• _PAGE EXCERPT_:
------------------------------
# Struggles and Support > Nutrition, Supplements and Exercise >  >  Dessert and treats

## Misssy

So I am currently craving some treats. It used to be that I didn't have or want dessert all the time, now I pretty much do want it almost every night something sweet and fattening. Right now I want some chocolate cookies, I really want to bake but unfortunately I have to share a kitchen etc. I don't wish to make a big mess of course.

----------


## life

chocolate is what i crave, if i could i would live of it,i would, dont know why, probably sugar addiction, the only chocolate i dont like is high quality dark chocolate (high % of cocoa and low % of sugar) = yeah sugar addiction  ::(:

----------


## L

I made the best cookies the last day - was my first time and they were so perfect.....I want more....
------------------------------
• _PROVIDED MATERIAL_:
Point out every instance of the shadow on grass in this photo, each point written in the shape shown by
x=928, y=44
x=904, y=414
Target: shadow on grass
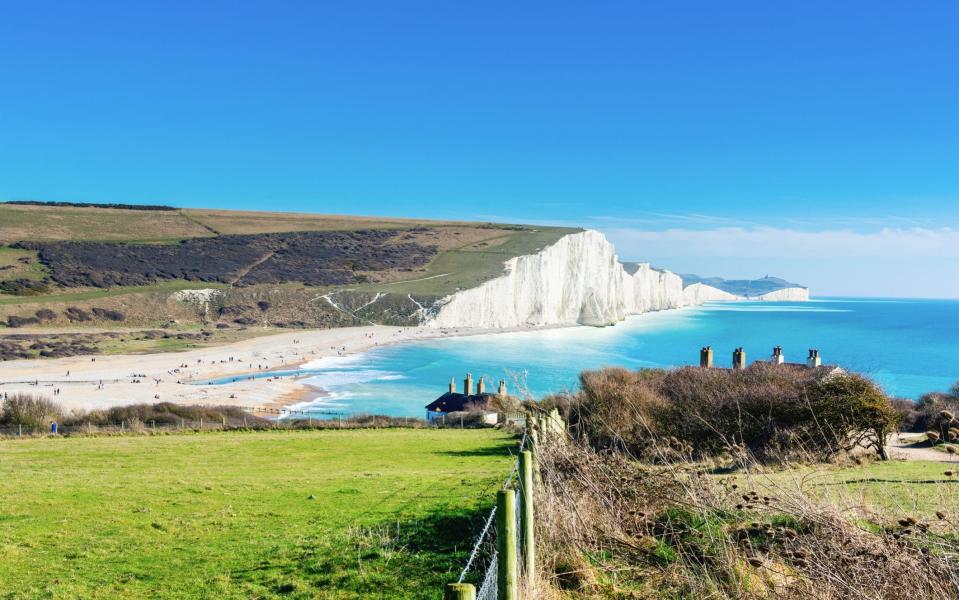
x=411, y=558
x=505, y=450
x=878, y=480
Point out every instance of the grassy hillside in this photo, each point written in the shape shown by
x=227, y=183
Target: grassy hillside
x=58, y=259
x=343, y=514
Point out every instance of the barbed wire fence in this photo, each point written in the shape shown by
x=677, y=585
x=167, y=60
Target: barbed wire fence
x=504, y=550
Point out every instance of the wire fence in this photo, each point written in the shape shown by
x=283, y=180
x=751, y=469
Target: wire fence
x=483, y=564
x=167, y=423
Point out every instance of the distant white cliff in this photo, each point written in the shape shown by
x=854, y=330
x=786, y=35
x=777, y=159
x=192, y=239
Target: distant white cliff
x=577, y=280
x=794, y=294
x=698, y=293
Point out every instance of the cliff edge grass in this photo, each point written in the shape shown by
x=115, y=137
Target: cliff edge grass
x=459, y=255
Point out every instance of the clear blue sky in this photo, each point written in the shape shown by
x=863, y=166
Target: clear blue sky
x=767, y=128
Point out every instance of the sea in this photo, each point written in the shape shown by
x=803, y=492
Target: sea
x=909, y=347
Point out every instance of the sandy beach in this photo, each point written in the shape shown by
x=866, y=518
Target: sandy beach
x=87, y=382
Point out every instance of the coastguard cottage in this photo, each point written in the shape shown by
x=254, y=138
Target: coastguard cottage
x=813, y=361
x=466, y=401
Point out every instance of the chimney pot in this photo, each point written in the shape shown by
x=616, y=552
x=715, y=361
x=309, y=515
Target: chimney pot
x=739, y=359
x=706, y=357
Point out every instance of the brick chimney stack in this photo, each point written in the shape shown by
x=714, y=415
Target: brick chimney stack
x=706, y=357
x=777, y=357
x=739, y=359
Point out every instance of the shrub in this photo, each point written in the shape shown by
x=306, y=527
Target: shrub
x=770, y=410
x=29, y=411
x=45, y=314
x=928, y=412
x=110, y=315
x=77, y=314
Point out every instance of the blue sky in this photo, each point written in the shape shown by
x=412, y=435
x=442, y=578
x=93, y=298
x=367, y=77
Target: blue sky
x=814, y=140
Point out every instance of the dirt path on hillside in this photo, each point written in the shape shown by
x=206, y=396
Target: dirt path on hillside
x=904, y=446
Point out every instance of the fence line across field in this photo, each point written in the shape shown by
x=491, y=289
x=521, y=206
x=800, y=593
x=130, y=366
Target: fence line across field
x=170, y=423
x=510, y=546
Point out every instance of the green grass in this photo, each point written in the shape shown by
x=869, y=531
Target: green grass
x=40, y=223
x=473, y=264
x=337, y=514
x=10, y=257
x=99, y=293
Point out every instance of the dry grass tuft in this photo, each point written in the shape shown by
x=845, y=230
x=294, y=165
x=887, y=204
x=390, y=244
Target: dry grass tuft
x=612, y=526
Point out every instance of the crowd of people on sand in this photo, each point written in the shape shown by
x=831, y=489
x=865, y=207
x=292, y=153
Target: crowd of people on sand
x=183, y=373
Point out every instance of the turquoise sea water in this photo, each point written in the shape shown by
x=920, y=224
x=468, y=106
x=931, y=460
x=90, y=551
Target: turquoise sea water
x=907, y=346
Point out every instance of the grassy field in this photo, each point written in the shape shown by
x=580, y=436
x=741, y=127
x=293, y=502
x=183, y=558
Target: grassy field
x=342, y=514
x=20, y=264
x=470, y=253
x=475, y=263
x=41, y=223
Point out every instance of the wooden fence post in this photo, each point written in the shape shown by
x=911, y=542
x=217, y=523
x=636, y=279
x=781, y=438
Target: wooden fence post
x=507, y=585
x=460, y=591
x=527, y=529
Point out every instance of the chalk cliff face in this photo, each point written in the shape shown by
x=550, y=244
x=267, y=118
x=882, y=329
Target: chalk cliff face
x=577, y=280
x=649, y=289
x=698, y=293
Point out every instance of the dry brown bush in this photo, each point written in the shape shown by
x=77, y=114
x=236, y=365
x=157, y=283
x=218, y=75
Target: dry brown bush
x=612, y=527
x=772, y=410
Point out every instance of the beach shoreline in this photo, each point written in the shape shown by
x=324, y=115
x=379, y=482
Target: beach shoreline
x=97, y=382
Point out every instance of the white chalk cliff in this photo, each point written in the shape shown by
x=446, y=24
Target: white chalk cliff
x=697, y=293
x=793, y=294
x=577, y=280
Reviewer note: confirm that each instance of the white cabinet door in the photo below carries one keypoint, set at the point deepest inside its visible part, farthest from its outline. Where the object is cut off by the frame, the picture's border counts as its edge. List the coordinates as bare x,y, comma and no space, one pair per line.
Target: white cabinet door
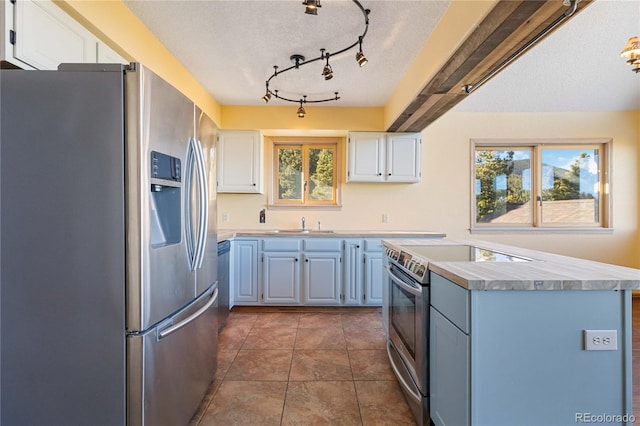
245,271
106,55
46,36
281,277
352,272
373,278
240,161
366,157
403,157
321,278
384,157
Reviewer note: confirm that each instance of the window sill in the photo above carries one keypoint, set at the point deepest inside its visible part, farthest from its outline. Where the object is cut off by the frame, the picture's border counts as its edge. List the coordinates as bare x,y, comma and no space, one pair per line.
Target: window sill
303,207
539,230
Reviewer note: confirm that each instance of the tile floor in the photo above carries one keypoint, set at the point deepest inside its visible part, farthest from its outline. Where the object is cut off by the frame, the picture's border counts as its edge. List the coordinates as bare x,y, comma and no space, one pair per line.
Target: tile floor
301,367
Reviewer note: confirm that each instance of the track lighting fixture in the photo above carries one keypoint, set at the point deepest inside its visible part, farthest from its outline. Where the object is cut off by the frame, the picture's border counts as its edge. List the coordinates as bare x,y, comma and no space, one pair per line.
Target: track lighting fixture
311,8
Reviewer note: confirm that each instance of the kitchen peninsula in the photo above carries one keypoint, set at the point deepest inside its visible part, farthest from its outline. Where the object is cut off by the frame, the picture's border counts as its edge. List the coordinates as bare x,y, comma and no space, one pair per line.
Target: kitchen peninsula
533,338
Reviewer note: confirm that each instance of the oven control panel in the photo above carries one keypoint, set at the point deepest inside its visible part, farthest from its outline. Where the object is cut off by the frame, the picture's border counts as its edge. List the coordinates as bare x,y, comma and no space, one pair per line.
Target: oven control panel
408,262
392,253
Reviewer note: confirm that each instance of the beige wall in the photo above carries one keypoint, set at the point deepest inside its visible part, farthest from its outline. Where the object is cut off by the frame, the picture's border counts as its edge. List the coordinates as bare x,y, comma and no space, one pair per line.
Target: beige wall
113,23
441,201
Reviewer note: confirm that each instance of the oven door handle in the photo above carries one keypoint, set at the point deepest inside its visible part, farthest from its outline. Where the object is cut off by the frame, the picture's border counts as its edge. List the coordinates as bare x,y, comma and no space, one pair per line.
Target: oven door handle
402,284
413,392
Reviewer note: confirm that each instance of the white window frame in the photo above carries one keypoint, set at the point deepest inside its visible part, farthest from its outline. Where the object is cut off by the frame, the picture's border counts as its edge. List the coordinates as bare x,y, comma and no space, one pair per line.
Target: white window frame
536,145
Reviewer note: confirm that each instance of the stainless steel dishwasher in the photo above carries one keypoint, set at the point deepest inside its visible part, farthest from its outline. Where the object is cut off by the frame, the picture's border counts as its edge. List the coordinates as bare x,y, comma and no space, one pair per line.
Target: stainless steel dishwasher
224,247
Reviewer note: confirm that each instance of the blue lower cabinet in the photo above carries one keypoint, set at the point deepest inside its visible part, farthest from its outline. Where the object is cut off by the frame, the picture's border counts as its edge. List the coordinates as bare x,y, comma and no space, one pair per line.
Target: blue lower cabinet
506,357
449,381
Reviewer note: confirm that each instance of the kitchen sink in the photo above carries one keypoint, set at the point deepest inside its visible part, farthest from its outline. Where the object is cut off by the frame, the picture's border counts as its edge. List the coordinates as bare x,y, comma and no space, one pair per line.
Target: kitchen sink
300,231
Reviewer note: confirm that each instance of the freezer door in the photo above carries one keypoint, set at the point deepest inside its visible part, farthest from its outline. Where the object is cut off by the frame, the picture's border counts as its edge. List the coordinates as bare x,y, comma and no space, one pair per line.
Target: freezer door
205,136
160,123
172,366
62,352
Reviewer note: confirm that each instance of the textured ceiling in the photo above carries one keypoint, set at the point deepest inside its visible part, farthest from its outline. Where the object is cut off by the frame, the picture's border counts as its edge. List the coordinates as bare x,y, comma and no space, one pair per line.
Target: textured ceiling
578,68
231,46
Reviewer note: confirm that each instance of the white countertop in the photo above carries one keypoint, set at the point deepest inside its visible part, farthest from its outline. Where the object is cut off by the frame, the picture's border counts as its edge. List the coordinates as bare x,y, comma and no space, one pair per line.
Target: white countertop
546,271
229,233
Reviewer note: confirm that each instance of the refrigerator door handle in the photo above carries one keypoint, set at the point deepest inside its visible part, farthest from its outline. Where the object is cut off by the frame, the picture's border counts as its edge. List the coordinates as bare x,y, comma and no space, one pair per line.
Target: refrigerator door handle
188,188
175,327
203,205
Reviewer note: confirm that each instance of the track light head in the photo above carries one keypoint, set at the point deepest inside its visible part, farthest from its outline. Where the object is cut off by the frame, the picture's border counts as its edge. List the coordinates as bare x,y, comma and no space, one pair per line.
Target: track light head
327,72
311,6
361,59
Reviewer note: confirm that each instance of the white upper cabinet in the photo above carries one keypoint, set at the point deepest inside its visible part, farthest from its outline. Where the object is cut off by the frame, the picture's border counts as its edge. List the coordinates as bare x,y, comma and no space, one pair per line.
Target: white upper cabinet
384,157
403,157
106,55
46,36
37,34
240,158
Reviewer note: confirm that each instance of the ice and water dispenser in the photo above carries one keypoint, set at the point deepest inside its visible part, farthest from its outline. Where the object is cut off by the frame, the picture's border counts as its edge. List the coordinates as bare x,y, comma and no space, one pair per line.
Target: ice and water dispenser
166,185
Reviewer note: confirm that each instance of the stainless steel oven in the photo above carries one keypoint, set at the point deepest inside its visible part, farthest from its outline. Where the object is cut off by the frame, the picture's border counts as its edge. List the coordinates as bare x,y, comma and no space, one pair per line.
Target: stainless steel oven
407,310
408,319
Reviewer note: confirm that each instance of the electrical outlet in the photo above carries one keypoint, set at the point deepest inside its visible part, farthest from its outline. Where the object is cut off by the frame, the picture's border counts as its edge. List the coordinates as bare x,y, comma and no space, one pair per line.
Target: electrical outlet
601,340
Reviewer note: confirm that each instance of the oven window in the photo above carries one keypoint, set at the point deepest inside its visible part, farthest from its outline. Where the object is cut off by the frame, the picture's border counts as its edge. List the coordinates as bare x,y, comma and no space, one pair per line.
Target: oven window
403,317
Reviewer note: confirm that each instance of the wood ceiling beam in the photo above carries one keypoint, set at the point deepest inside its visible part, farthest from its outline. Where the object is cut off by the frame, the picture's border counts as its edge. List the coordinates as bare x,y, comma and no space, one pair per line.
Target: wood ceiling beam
507,27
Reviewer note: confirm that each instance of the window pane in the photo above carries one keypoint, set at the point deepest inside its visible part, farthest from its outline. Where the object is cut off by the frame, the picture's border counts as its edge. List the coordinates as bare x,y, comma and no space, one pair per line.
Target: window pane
321,174
290,174
503,186
570,186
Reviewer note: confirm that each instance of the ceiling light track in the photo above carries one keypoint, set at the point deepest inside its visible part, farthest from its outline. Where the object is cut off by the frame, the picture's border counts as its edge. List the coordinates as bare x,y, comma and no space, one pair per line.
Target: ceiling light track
327,72
573,5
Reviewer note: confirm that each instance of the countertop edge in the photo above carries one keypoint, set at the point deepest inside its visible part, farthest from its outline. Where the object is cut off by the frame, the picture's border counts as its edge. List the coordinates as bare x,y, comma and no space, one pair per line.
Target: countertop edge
228,234
547,271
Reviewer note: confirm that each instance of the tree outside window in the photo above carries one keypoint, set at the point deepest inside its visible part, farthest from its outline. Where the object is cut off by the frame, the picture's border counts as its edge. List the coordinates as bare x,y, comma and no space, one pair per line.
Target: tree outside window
540,185
305,173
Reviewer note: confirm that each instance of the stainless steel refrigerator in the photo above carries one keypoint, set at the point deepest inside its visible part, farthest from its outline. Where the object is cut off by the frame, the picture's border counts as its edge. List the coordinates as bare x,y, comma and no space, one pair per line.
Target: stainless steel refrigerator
108,254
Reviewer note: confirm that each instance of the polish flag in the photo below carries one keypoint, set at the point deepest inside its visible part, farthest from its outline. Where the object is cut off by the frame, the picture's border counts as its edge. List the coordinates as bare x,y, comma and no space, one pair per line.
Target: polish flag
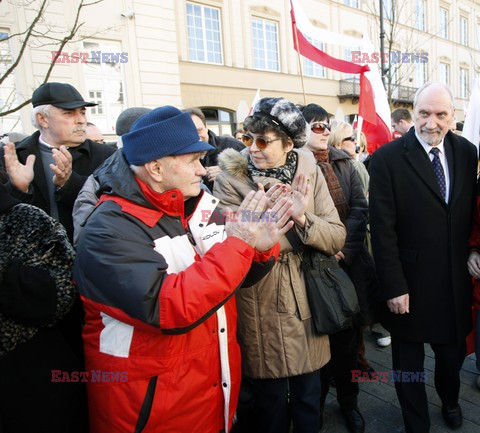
379,132
471,126
372,105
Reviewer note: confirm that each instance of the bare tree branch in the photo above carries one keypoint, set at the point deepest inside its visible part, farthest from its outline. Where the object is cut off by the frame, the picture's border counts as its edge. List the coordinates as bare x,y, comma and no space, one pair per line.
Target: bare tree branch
34,37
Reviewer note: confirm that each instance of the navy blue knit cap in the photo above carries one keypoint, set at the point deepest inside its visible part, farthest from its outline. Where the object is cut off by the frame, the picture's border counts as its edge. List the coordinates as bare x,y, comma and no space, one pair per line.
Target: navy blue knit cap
------------------------------
• _PARTS OF THE EXERCISE_:
1 - In the forum thread on dessert cravings, why does the poster named life conclude that the chocolate craving is probably a sugar addiction? Answer in one to three sentences.
2 - In the dessert-cravings thread, what does Misssy say she wants right now?
3 - Resume the dessert-cravings thread after its last post, writing the next reply in the same casual forum style.

• _RESPONSES PER TASK_:
1 - The poster named life says the only chocolate they don't like is high-quality dark chocolate, which has a high percentage of cocoa and a low percentage of sugar. Since the one chocolate they avoid is the one lowest in sugar, they take that as a sign of sugar addiction.

2 - Some chocolate cookies.

3 -
----------


## VickieKitties

For years I was a baker and cake decorator, so that stuff doesn't really appeal to me personally, but I really enjoy baking for others.  Lately I've made a few tasty fruit cobblers and have been experimenting with an ice cream machine. I use almond milk for the ice cream, and sweeten with brown sugar or honey.  ::):

----------


## Otherside

Man, I really want to bake right now. I made an almond sponge the other day with nectarines on the top. It was delicious. There's always something I like about eating something you made. Eating something from the store can never compare to eating something you made personally.

I wanna back now...except it ten to nine. And nobody is going to be happy with my spending a few hours baking at this time of night and most likely, as I usually seem to do, making a mess by being the clumsy cook.

----------


## VickieKitties

> Man, I really want to bake right now. I made an almond sponge the other day with nectarines on the top. It was delicious. There's always something I like about eating something you made. Eating something from the store can never compare to eating something you made personally.
> 
> I wanna back now...except it ten to nine. And nobody is going to be happy with my spending a few hours baking at this time of night and most likely, as I usually seem to do, making a mess by being the clumsy cook.



Night is the best time for baking!  ::):  the almond sponge with nectarine sounds right up my alley.  What's up next on the menu?

----------


## Misssy

Yes I agree the almond sponge and nectarine does sound good.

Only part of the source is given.